Written task 1 → Collect every line of the entries below that contains the string "shoreline".

I tried two other type of normalisation & standardisation apart from the one defined in the assignment workbook. Please refer the below output for all three below
-
Default given in the assignment - i.e., divide each channel value by 255
a) cost output
b) Learning rate vs Cost function
-
Per channel considering all data for that channel to Normalize and standardize
a) cost output
b) Cost Vs Leanring rate
-
Per image per channel-wise normalization and standardization
a) Cost function
b) Cost vs Learning rate
As we see cost improves much better and quickly from 1 to 2 to 3, but accuracy doesn’t improve or degrades. Can we conclude the applied normalisation & standardisation is not doing any good as test accuracy is not improving and also on top of it the model is getting more overfitting as train accuracy reached to 100%.
Also please help me validate by normalisation and standardisation is applied correctly or not before flattening? And please suggest if there is better way of doing it.
- Before fattening the array normalise & standardisation the data channel-wise considering one at a time
train_channel_mean = []
train_channel_std = []
test_channel_mean = []
test_channel_std = []
for i in range(train_set_x_orig.shape[3]):
train_channel_mean.append(np.mean(train_set_x_orig[:,:,:,i]))
train_channel_std.append(np.std(train_set_x_orig[:,:,:,i]))
test_channel_mean.append(np.mean(test_set_x_orig[:,:,:,i]))
test_channel_std.append(np.std(test_set_x_orig[:,:,:,i]))
train_channel_mean = np.array(train_channel_mean).reshape(1,1,1,train_set_x_orig.shape[3])
train_channel_std = np.array(train_channel_std).reshape(1,1,1,train_set_x_orig.shape[3])
test_channel_mean = np.array(test_channel_mean).reshape(1,1,1,test_set_x_orig.shape[3])
test_channel_std = np.array(test_channel_std).reshape(1,1,1,test_set_x_orig.shape[3])
# normalize and standardize the data
train_set_x_orig = (train_set_x_orig - train_channel_mean) / train_channel_std
test_set_x_orig = (test_set_x_orig - test_channel_mean) / test_channel_std
# print(train_set_x_orig[0,:,:,0].shape)
# print(train_channel_mean.shape)

Records for the task →
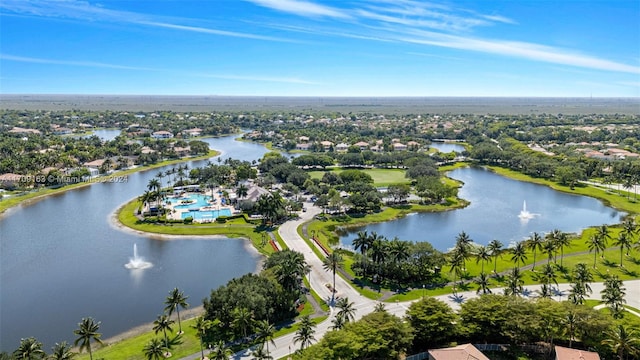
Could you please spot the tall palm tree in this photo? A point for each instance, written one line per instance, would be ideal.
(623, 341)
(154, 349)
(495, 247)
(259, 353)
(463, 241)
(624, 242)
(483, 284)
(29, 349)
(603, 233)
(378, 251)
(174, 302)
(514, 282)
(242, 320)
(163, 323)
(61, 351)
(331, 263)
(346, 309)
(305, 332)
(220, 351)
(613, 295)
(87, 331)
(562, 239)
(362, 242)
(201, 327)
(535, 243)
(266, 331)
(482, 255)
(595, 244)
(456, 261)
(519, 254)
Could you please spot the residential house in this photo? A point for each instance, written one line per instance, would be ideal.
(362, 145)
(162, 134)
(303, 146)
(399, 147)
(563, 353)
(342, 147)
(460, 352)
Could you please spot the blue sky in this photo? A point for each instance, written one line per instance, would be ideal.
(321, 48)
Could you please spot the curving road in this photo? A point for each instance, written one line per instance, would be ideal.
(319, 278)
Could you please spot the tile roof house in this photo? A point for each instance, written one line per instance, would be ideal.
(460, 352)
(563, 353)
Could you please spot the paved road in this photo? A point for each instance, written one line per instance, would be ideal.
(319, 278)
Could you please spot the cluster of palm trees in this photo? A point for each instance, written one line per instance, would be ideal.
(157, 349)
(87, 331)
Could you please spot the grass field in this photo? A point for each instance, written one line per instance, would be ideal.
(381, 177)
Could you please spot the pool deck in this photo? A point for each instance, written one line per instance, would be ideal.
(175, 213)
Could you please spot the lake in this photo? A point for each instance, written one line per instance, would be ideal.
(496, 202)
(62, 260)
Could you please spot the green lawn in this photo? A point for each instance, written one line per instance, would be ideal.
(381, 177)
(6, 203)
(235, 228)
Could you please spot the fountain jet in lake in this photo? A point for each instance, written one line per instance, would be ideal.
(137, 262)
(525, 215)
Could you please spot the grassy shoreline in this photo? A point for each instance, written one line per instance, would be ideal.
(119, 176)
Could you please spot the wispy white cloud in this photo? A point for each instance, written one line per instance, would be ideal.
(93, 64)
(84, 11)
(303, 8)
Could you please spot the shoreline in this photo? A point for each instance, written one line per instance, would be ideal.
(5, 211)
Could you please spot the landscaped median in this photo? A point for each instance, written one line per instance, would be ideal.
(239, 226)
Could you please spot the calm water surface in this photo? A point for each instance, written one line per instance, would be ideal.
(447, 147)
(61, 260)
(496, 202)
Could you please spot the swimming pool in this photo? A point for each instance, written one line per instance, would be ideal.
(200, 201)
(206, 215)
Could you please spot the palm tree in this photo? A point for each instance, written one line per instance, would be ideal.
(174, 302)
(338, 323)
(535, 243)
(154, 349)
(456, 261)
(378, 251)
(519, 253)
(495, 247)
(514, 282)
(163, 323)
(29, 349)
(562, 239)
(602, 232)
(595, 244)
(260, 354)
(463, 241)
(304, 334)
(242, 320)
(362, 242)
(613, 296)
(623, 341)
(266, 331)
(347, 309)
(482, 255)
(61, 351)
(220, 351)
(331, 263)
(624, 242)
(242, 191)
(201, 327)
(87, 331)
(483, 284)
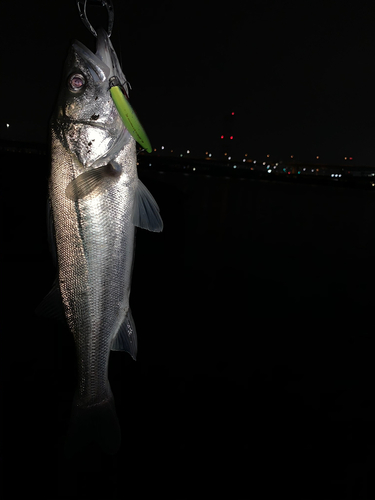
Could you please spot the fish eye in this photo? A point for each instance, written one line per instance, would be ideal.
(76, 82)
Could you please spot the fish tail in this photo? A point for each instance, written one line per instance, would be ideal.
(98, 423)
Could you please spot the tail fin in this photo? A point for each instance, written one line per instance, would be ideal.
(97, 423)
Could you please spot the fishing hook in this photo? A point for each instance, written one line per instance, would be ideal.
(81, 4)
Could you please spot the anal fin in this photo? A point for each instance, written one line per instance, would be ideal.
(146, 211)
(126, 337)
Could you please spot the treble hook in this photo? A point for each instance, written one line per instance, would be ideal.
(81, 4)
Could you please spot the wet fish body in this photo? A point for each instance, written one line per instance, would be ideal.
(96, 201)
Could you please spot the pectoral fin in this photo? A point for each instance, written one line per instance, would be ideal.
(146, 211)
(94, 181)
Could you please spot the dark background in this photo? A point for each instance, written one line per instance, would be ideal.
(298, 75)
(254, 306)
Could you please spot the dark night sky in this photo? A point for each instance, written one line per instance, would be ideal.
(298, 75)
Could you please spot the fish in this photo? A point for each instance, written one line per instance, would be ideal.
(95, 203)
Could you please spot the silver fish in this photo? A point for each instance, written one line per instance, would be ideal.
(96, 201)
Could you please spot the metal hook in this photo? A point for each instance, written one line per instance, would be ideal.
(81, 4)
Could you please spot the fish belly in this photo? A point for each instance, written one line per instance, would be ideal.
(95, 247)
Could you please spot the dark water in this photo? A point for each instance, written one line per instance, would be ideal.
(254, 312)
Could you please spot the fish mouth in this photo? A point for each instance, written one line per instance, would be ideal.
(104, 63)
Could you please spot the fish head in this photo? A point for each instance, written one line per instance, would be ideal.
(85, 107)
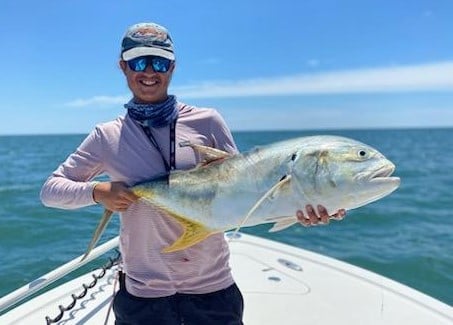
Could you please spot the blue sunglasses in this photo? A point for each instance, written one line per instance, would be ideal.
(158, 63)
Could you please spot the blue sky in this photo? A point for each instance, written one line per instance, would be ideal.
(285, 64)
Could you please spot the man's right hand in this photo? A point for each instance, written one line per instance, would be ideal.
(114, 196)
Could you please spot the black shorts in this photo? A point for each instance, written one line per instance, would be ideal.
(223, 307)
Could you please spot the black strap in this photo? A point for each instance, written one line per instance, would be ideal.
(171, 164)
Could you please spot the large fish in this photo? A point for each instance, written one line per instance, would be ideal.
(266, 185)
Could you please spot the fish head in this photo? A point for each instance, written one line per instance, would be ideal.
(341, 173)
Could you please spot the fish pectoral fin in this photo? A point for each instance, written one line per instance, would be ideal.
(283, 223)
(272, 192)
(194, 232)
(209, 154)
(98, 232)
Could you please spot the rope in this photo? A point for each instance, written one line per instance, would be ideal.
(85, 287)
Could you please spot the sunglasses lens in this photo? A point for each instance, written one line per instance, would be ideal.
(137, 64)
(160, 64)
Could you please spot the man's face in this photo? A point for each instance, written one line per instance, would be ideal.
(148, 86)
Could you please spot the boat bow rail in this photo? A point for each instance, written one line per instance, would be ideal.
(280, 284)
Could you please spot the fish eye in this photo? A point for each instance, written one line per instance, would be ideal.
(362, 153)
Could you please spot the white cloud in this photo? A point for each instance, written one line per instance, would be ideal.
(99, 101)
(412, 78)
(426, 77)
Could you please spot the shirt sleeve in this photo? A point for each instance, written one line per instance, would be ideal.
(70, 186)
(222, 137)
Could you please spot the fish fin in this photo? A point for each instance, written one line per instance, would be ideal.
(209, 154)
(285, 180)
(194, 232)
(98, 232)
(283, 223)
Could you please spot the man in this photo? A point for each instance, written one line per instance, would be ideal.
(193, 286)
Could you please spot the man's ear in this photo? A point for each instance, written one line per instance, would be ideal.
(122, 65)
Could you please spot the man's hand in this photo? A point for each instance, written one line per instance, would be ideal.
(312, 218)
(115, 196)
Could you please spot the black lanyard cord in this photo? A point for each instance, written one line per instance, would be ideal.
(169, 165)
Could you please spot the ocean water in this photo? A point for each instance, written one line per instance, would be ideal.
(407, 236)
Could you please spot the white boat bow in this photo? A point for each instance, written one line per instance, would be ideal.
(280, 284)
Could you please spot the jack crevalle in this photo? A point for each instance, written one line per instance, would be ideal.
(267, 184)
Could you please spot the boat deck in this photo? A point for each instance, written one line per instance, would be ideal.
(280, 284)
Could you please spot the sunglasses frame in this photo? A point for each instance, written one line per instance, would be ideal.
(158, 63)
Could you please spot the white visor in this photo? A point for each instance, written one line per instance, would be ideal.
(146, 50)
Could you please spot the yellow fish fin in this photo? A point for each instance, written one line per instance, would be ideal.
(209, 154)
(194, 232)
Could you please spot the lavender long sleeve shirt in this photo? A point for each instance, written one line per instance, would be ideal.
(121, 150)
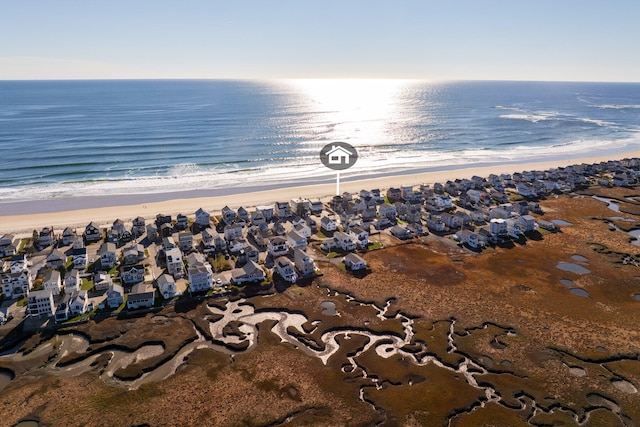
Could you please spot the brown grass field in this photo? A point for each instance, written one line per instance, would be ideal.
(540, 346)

Written task 2 → Carry on the forum post about channel-wise normalization and standardization, starting right after its final line.

Final answer 1 →
Could you please spot the grassy shoreline in this photo? A point for each instance, written one line per instance, would be ideal.
Could you please spot the shoreline in this photo? A point for each instance, written one line per instance, would be ideal.

Final answer 2 →
# print(train_set_x_orig.shape)
- per image per channel-wise normalisation and standardisation
train_x_channel_mean = []
train_x_channel_std = []
test_x_channel_mean = []
test_x_channel_std = []
for train_image_index in range(m_train):
train_x_channel_mean.append([])
train_x_channel_std.append([])
for i in range(train_set_x_orig.shape[3]):
train_x_channel_mean[-1].append(np.mean(train_set_x_orig[train_image_index:,:,:,i]))
train_x_channel_std[-1].append(np.std(train_set_x_orig[train_image_index,:,:,i]))
for test_image_index in range(m_test):
test_x_channel_mean.append([])
test_x_channel_std.append([])
for i in range(test_set_x_orig.shape[3]):
test_x_channel_mean[-1].append(np.mean(test_set_x_orig[test_image_index,:,:,i]))
test_x_channel_std[-1].append(np.std(test_set_x_orig[test_image_index,:,:,i]))
# print(train_x_channel_mean[0])
train_x_channel_mean = np.array(train_x_channel_mean).reshape(m_train,1,1,train_set_x_orig.shape[3])
train_x_channel_std = np.array(train_x_channel_std).reshape(m_train,1,1,train_set_x_orig.shape[3])
test_x_channel_mean = np.array(test_x_channel_mean).reshape(m_test,1,1,test_set_x_orig.shape[3])
test_x_channel_std = np.array(test_x_channel_std).reshape(m_test,1,1,test_set_x_orig.shape[3])
train_set_x_orig = (train_set_x_orig - train_x_channel_mean) / train_x_channel_std
test_set_x_orig = (test_set_x_orig - test_x_channel_mean) / test_x_channel_std
# print(train_set_x_orig[0,:,:,:])
# print(train_x_channel_mean[0,:,:,0].shape)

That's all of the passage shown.